SHORT TASK
Revise the entries below so that every occurrence of "laid out like" becomes "formatted as", leaving all other text unchanged.

EXERCISE INPUTS

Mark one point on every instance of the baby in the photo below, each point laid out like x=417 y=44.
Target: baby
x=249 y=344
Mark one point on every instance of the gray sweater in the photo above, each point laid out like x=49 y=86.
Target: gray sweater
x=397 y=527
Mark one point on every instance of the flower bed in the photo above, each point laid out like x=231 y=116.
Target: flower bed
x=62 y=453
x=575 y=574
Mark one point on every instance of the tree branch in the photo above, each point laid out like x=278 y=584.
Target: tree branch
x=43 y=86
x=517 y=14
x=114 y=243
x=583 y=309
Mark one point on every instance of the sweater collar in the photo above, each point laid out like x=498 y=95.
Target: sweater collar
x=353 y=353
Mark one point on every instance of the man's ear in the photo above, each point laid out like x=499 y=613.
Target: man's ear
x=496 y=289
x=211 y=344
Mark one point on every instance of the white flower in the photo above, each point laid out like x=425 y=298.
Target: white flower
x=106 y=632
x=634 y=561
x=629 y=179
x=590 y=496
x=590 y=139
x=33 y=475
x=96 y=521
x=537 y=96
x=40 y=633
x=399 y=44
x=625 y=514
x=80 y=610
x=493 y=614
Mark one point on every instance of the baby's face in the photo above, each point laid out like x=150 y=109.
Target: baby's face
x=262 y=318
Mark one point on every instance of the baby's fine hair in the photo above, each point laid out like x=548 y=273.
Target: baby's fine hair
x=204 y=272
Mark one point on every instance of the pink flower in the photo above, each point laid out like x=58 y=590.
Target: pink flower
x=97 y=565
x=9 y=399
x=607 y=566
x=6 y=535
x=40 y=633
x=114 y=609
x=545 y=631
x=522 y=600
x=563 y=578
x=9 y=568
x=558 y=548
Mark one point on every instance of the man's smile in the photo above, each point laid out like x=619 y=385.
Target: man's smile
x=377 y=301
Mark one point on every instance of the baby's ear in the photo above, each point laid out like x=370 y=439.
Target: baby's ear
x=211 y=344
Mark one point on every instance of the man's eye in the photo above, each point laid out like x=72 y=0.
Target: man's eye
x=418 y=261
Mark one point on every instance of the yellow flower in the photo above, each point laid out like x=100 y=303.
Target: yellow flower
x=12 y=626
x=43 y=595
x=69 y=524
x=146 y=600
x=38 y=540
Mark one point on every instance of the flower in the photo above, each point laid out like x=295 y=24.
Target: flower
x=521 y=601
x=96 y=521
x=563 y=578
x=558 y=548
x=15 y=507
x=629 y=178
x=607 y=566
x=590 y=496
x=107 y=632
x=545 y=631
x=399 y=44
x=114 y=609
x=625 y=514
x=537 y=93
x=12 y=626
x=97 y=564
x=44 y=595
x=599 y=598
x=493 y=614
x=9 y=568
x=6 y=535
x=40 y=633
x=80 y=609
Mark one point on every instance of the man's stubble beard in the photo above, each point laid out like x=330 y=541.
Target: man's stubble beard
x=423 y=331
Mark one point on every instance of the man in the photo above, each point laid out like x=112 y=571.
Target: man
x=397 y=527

COMPLETED EXERCISE
Mark one point on every instance of the baby in the photo below, each point formatted as x=417 y=44.
Target: baby
x=249 y=344
Mark one point on every instance of the gray sweater in the photo above, each point formatted as x=49 y=86.
Target: gray sweater
x=397 y=527
Mark one point on every instance of the flower bed in the photo above, each point formatted as x=231 y=116.
Target: flower bed
x=62 y=453
x=575 y=574
Mark one point on every instance of the tree branch in the photo above, each point formatted as x=278 y=584.
Target: tree branch
x=43 y=86
x=517 y=14
x=114 y=243
x=583 y=309
Mark one point on every instance of the sweater collar in the photo above, each point formatted as x=498 y=95.
Target: sweater collar
x=353 y=353
Mark one point on every instance of the man's ear in the photo above, each point formatted as x=499 y=613.
Target: man's ear
x=496 y=289
x=211 y=344
Mark one point on every instance of the white flower in the photo above, each point formatted as x=425 y=298.
Target: white flower
x=106 y=632
x=634 y=561
x=629 y=179
x=590 y=496
x=590 y=139
x=33 y=475
x=96 y=521
x=537 y=96
x=40 y=633
x=399 y=44
x=625 y=514
x=80 y=610
x=493 y=614
Mark one point on every instance of the baby's face in the photo above, each point formatted as x=150 y=109.
Target: baby's face
x=262 y=318
Mark one point on every instance of the baby's fine hair in the photo above, each point formatted as x=548 y=273.
Target: baby's fine hair
x=204 y=272
Mark one point on every instance of the pink flower in the photo above, each point formatted as x=58 y=590.
Target: pink flower
x=97 y=565
x=9 y=399
x=607 y=566
x=6 y=535
x=40 y=633
x=114 y=609
x=545 y=631
x=522 y=600
x=563 y=578
x=9 y=568
x=558 y=548
Mark one point on every instance of the man's smile in the photo above, each point formatted as x=619 y=385.
Target: man's smile
x=377 y=301
Mark one point on every instance of the baby's ear in the photo above, each point formatted as x=370 y=439.
Target: baby's ear
x=211 y=344
Mark one point on every instance of the man's eye in the photo above, each point formatted as x=72 y=0.
Target: man's eye
x=418 y=261
Mark one point on every instance of the yellow flower in the photo above, each point formatted as x=100 y=303.
Target: yellow flower
x=12 y=626
x=43 y=595
x=69 y=524
x=146 y=600
x=38 y=540
Mark one point on every instance of the flower in the photo above, each point formatted as x=295 y=24.
Target: flower
x=521 y=601
x=96 y=521
x=563 y=578
x=558 y=548
x=15 y=507
x=629 y=178
x=607 y=566
x=590 y=496
x=107 y=632
x=545 y=631
x=399 y=44
x=114 y=609
x=625 y=514
x=537 y=93
x=12 y=626
x=97 y=564
x=44 y=595
x=599 y=598
x=493 y=614
x=9 y=568
x=6 y=535
x=40 y=633
x=80 y=609
Mark one point on every instance of the man's stubble beard in the photo above, each point formatted as x=330 y=541.
Target: man's stubble beard
x=423 y=331
Mark one point on every instance of the man in the photo above, each point formatted as x=112 y=571.
Target: man
x=397 y=527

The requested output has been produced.